## Selected text
Ocean Heights has excellent sea views as well.


----------



## Roadworrier (Jul 3, 2012)

Simey said:


> Ocean Heights has excellent sea views as well.


We like the Marina but I think many of the 2 BR's are a tight fit for families with babies, but I am from the US where young couples were buying 4 BR megamansions for years even if they had one kid and not enough furniture. 

THE GOOD: Play areas under the bridges, the park toward Skydive Dubai, the park near Media City. Lots of shops and places to go, bicycling and walking during non-summer periods along the Marina walks is enjoyable.

THe BAD: No parks in the Marina proper, noise, dust, neverending construction, no schools, though I believe there are some daycare facilities.

Please note JBR, although it looks to be somewhat poorly maintained and the access in and out is pretty bad, seems to have lots of young families. A colleague of mine got a 3 BR with seaview for a reasonable price (I think under AED13ok) and he, his wife and kid are enjoying it.


----------



## de Mexicaan (Apr 16, 2012)

I live in JBR, Murjan cluster, in a 3-bedroom apt with wife and 4-yr old. The finishing is indeed not great and it gets quite noisy now and then. 
But the views are good, especially with your budget. Also there is a big car-free plaza level all over JBR where many kids play in the afternoon. There are multiple swimming pools and you are next to the beach and all the restaurants at the Walk.
If you find an apartment with a parking spot that has direct garage entry/exit to the beachroad (as opposed to the side-roads towards the Walk) the traffic problems are acceptable I suppose.
Definitely worth a viewing, I suggest. Good luck with your search!


----------

## Required work
In the forum thread above, which JBR cluster does de Mexicaan live in?

## Supplied material
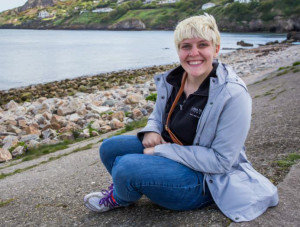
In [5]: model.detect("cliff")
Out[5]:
[0,0,300,32]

## Result below
The Murjan cluster.